TASK DESCRIPTION: Could you write out, word for word, the stretch from the line containing "Target: small island" through the end of the items below?

RECORDED INFORMATION:

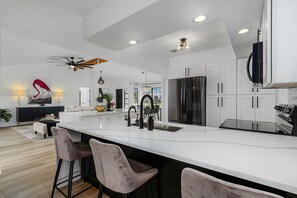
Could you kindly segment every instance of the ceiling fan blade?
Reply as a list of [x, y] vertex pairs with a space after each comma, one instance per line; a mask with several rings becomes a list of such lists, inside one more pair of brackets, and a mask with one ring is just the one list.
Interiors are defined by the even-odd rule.
[[50, 57], [49, 59], [50, 59], [50, 60], [55, 60], [55, 61], [59, 61], [59, 62], [65, 62], [64, 60], [61, 60], [61, 59], [57, 59], [57, 58], [54, 58], [54, 57]]
[[80, 64], [80, 63], [82, 63], [82, 62], [84, 62], [85, 60], [83, 59], [83, 60], [80, 60], [80, 61], [77, 61], [77, 62], [75, 62], [76, 64]]
[[91, 67], [91, 66], [86, 66], [86, 65], [80, 65], [80, 66], [93, 69], [93, 67]]
[[172, 50], [170, 50], [170, 52], [172, 52], [172, 53], [175, 53], [175, 52], [178, 52], [179, 50], [178, 49], [172, 49]]
[[93, 64], [85, 64], [85, 63], [81, 63], [79, 64], [80, 66], [94, 66]]
[[[51, 61], [51, 60], [48, 60], [46, 61], [47, 63], [58, 63], [58, 64], [61, 64], [62, 62], [59, 62], [59, 61]], [[66, 63], [65, 63], [66, 64]]]

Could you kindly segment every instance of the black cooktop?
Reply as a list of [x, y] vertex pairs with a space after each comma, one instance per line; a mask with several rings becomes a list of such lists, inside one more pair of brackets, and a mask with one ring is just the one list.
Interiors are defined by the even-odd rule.
[[273, 133], [273, 134], [280, 134], [280, 135], [290, 135], [280, 131], [277, 124], [274, 122], [257, 122], [257, 121], [249, 121], [249, 120], [227, 119], [225, 122], [223, 122], [220, 125], [220, 128], [236, 129], [236, 130], [244, 130], [244, 131], [252, 131], [252, 132], [262, 132], [262, 133]]

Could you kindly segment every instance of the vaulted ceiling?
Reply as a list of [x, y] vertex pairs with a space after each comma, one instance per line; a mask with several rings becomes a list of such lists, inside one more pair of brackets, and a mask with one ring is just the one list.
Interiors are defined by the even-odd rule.
[[[0, 0], [0, 27], [26, 38], [160, 72], [170, 57], [232, 45], [247, 56], [264, 0]], [[197, 15], [206, 15], [201, 24]], [[239, 35], [241, 28], [249, 28]], [[171, 53], [179, 39], [190, 48]], [[129, 40], [137, 40], [131, 46]], [[54, 50], [52, 54], [57, 55]], [[61, 54], [63, 55], [63, 54]]]

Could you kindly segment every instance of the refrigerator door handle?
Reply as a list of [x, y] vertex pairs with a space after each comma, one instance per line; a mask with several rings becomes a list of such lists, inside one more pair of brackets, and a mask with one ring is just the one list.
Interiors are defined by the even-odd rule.
[[218, 107], [220, 107], [220, 97], [218, 97]]
[[220, 93], [220, 83], [218, 83], [218, 93]]

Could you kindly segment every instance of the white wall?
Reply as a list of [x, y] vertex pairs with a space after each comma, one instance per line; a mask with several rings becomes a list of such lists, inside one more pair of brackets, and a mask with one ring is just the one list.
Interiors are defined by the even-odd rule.
[[200, 51], [170, 58], [169, 67], [192, 66], [236, 59], [232, 46]]

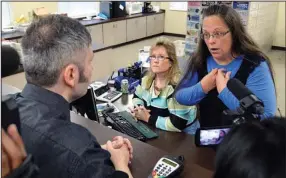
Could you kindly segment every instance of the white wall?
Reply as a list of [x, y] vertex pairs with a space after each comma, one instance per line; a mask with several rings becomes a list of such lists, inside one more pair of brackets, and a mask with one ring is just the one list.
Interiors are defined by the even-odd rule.
[[277, 21], [273, 39], [273, 46], [286, 47], [285, 44], [285, 2], [278, 3]]
[[250, 2], [247, 30], [265, 52], [273, 43], [277, 7], [277, 2]]
[[164, 32], [186, 35], [187, 12], [169, 10], [169, 4], [169, 2], [152, 2], [152, 5], [159, 5], [161, 9], [165, 10]]

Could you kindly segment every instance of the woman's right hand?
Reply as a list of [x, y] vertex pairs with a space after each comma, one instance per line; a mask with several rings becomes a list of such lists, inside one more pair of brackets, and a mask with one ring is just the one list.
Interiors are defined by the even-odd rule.
[[127, 173], [129, 178], [133, 178], [128, 167], [130, 161], [128, 146], [124, 144], [120, 148], [115, 149], [113, 148], [112, 142], [107, 141], [106, 149], [111, 155], [110, 159], [115, 169]]
[[216, 75], [218, 69], [213, 69], [210, 73], [208, 73], [204, 78], [201, 80], [201, 85], [203, 88], [204, 93], [208, 93], [212, 89], [216, 87]]
[[113, 162], [115, 168], [116, 167], [124, 167], [128, 166], [130, 161], [130, 154], [127, 145], [122, 145], [120, 148], [113, 148], [112, 142], [107, 141], [106, 149], [111, 155], [111, 161]]

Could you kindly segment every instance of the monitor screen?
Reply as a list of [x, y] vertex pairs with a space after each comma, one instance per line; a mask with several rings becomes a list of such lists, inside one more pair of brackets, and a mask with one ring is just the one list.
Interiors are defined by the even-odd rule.
[[87, 89], [84, 96], [73, 101], [71, 106], [74, 107], [82, 116], [86, 115], [89, 119], [99, 122], [96, 99], [91, 87]]

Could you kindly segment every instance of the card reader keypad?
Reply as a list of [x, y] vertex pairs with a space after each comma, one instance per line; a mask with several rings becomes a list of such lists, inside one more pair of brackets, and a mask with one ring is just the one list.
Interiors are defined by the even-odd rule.
[[172, 171], [174, 171], [175, 168], [171, 167], [165, 163], [160, 162], [154, 171], [156, 172], [157, 176], [168, 176]]

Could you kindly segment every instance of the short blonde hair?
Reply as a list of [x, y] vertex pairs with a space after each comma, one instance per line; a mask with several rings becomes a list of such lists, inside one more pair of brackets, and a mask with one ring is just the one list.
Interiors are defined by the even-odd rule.
[[[169, 60], [171, 62], [171, 68], [167, 73], [167, 78], [171, 85], [177, 85], [180, 79], [181, 72], [179, 69], [175, 44], [168, 38], [160, 37], [157, 39], [156, 43], [151, 47], [150, 55], [152, 55], [152, 52], [156, 47], [164, 47], [166, 49], [166, 52], [170, 58]], [[155, 78], [155, 74], [152, 72], [151, 67], [146, 77], [147, 77], [146, 89], [149, 89]]]

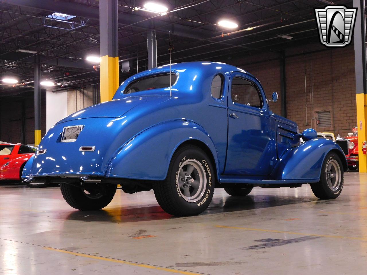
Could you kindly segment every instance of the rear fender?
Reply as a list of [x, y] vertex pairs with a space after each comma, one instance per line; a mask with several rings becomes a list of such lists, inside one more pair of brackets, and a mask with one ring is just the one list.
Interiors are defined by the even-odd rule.
[[193, 140], [210, 150], [219, 175], [218, 154], [208, 133], [196, 123], [180, 120], [156, 125], [127, 142], [112, 158], [106, 177], [163, 180], [175, 151], [185, 142]]
[[338, 154], [346, 171], [346, 159], [339, 146], [332, 140], [320, 138], [309, 140], [287, 150], [277, 164], [272, 176], [277, 180], [318, 182], [325, 158], [332, 151]]

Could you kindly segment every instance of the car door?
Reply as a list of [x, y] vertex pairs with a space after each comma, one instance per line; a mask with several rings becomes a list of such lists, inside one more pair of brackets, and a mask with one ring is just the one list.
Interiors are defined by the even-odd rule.
[[14, 148], [14, 145], [0, 144], [0, 166], [11, 160], [11, 153]]
[[269, 175], [276, 149], [264, 91], [256, 80], [240, 73], [231, 75], [229, 89], [225, 174]]

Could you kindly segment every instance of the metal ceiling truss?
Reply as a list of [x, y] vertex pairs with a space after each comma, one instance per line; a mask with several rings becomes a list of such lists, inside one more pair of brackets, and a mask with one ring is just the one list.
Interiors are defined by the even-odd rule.
[[[169, 7], [162, 16], [134, 8], [145, 2], [118, 1], [119, 59], [132, 59], [136, 67], [137, 58], [139, 71], [146, 68], [149, 30], [156, 30], [158, 64], [168, 60], [169, 31], [172, 61], [205, 58], [225, 61], [235, 52], [239, 56], [280, 50], [297, 41], [316, 41], [315, 25], [310, 20], [314, 18], [313, 8], [326, 4], [320, 0], [162, 0]], [[333, 2], [348, 6], [352, 3]], [[85, 58], [99, 54], [99, 6], [98, 0], [0, 2], [0, 76], [32, 81], [34, 64], [39, 62], [42, 75], [59, 84], [95, 84], [98, 72]], [[49, 17], [55, 12], [76, 17]], [[240, 31], [218, 26], [222, 18], [237, 22]], [[292, 40], [280, 37], [290, 34], [293, 34]], [[120, 73], [123, 78], [131, 74]], [[2, 87], [9, 94], [19, 91]]]

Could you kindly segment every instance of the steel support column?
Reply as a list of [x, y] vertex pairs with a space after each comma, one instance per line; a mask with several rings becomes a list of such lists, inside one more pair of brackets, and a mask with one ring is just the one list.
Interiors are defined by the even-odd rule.
[[286, 56], [284, 51], [280, 54], [280, 105], [281, 115], [287, 117], [287, 88], [286, 84]]
[[156, 32], [148, 31], [148, 70], [157, 67], [157, 38]]
[[112, 99], [119, 88], [117, 0], [99, 1], [101, 102]]
[[357, 8], [354, 29], [354, 55], [357, 94], [357, 125], [358, 128], [359, 172], [367, 172], [367, 158], [362, 151], [362, 143], [366, 139], [367, 129], [367, 80], [366, 61], [366, 26], [364, 0], [353, 0], [353, 7]]
[[41, 142], [41, 65], [34, 64], [34, 146]]

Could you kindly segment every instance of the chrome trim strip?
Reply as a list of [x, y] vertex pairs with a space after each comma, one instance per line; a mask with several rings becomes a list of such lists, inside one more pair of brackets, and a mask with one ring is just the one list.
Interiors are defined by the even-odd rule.
[[95, 150], [95, 146], [81, 146], [79, 148], [79, 150], [82, 152], [92, 152]]
[[43, 155], [47, 151], [47, 149], [42, 149], [37, 151], [37, 155]]

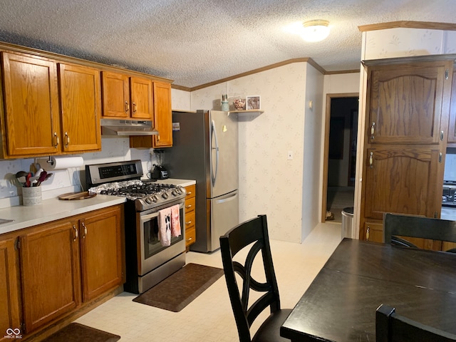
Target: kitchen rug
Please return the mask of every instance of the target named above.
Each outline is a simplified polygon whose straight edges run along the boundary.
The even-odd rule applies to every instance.
[[[179,312],[223,275],[223,269],[187,264],[134,301]]]
[[[90,326],[71,323],[46,338],[46,342],[115,342],[120,336]]]

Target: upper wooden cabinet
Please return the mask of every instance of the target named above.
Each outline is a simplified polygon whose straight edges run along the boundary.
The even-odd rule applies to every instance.
[[[56,64],[6,52],[1,53],[1,63],[6,133],[2,135],[7,155],[60,152]]]
[[[100,150],[100,71],[59,63],[58,80],[63,150]]]
[[[99,71],[1,53],[2,157],[101,149]]]
[[[452,70],[450,61],[369,68],[368,143],[438,143]]]
[[[453,79],[451,87],[447,142],[452,144],[456,143],[456,69],[453,70]]]
[[[172,113],[171,85],[153,82],[154,128],[158,135],[131,136],[130,147],[135,148],[161,148],[172,146]]]
[[[103,71],[102,82],[103,118],[152,119],[151,80]]]
[[[171,85],[154,82],[154,121],[158,135],[153,136],[154,147],[172,146]]]

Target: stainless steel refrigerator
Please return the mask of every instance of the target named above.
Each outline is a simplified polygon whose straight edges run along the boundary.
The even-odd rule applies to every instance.
[[[239,224],[237,114],[219,110],[172,112],[172,147],[163,160],[170,177],[195,180],[196,242],[208,252]]]

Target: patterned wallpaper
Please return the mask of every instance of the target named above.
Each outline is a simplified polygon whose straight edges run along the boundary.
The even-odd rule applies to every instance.
[[[219,109],[222,94],[231,99],[260,96],[264,113],[244,114],[239,120],[239,219],[266,214],[271,237],[293,242],[305,237],[301,204],[306,68],[305,63],[289,64],[195,90],[191,98],[192,109],[197,110]],[[321,113],[321,108],[315,110]],[[312,129],[319,132],[318,127]],[[287,160],[288,151],[293,152],[292,160]],[[316,165],[319,170],[318,162]],[[316,212],[318,201],[309,202],[317,205]]]

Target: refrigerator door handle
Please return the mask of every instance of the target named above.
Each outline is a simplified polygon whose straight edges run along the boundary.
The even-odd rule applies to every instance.
[[[215,181],[217,180],[217,173],[218,170],[217,169],[219,168],[219,142],[217,141],[217,130],[215,130],[215,123],[214,122],[213,120],[211,122],[211,133],[214,135],[214,138],[215,140],[215,147],[212,146],[212,150],[215,150],[215,170],[214,170],[214,167],[212,167],[212,174],[211,175],[212,178],[212,186],[214,186]]]
[[[219,200],[216,200],[216,203],[224,203],[225,202],[232,201],[236,198],[237,196],[237,191],[234,192],[232,195],[229,197],[224,197]]]

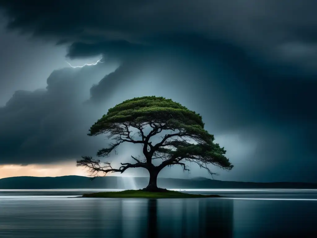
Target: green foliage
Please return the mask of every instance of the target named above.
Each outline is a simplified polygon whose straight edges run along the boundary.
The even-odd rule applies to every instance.
[[[212,175],[215,173],[209,167],[210,165],[231,169],[233,166],[225,156],[224,148],[213,142],[213,135],[204,127],[199,114],[171,99],[146,96],[126,100],[109,109],[107,114],[91,126],[88,135],[105,134],[114,141],[108,147],[100,150],[98,156],[108,156],[121,143],[126,142],[142,144],[145,159],[131,156],[135,163],[121,163],[122,166],[115,169],[109,163],[102,166],[99,160],[84,156],[77,162],[77,165],[88,167],[94,176],[97,176],[100,172],[122,173],[129,168],[143,168],[150,172],[150,176],[156,177],[166,166],[179,165],[184,170],[189,170],[184,161],[196,163]],[[147,135],[144,131],[146,127],[152,129]],[[138,129],[140,139],[134,138],[131,134],[131,128]],[[161,133],[164,135],[162,140],[152,144],[152,137]],[[152,160],[160,159],[161,163],[154,166]],[[153,180],[154,187],[156,179]]]
[[[147,192],[142,190],[126,190],[121,192],[103,192],[92,194],[86,194],[84,197],[145,198],[186,198],[202,197],[219,197],[217,195],[203,195],[200,194],[190,194],[176,191],[168,191],[166,192]]]
[[[200,115],[180,103],[162,97],[144,96],[126,100],[109,109],[91,127],[89,135],[96,135],[111,129],[114,123],[165,122],[171,128],[186,126],[197,133],[204,127]]]

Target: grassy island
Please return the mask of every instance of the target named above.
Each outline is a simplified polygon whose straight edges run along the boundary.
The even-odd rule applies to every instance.
[[[164,189],[159,192],[149,192],[142,189],[125,190],[120,192],[102,192],[86,194],[83,197],[145,198],[189,198],[204,197],[221,197],[219,195],[203,195],[190,194],[180,192]]]

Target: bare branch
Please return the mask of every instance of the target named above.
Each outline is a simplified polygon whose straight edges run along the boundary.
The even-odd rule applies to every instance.
[[[146,167],[146,164],[141,162],[138,162],[135,164],[121,163],[121,165],[123,166],[121,166],[119,169],[113,169],[110,163],[108,162],[103,163],[104,165],[102,166],[100,165],[100,160],[93,159],[91,156],[83,156],[82,158],[82,159],[77,161],[76,166],[77,167],[82,166],[88,168],[90,176],[93,177],[99,176],[100,172],[103,173],[104,176],[105,176],[108,173],[120,172],[122,173],[129,168]]]

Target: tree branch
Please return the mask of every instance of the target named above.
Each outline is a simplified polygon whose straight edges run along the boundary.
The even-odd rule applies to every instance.
[[[133,157],[133,158],[139,161],[135,158]],[[104,163],[104,165],[101,166],[100,165],[100,160],[93,159],[91,156],[83,156],[82,158],[82,159],[77,161],[76,166],[77,167],[82,166],[88,168],[90,175],[93,177],[99,177],[98,175],[100,172],[104,173],[104,176],[106,176],[108,173],[120,172],[122,173],[129,168],[146,168],[146,165],[145,163],[142,163],[139,162],[135,164],[121,163],[121,165],[122,166],[121,166],[119,169],[113,169],[111,167],[110,163],[107,162]]]

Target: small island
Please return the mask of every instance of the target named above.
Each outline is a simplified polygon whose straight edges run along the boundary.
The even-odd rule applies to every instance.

RESPONSE BELOW:
Target: small island
Please return the mask of every instance of the target named above.
Each outline is a simplified polygon whose straight edges run along the boundary.
The even-odd rule applies to every instance.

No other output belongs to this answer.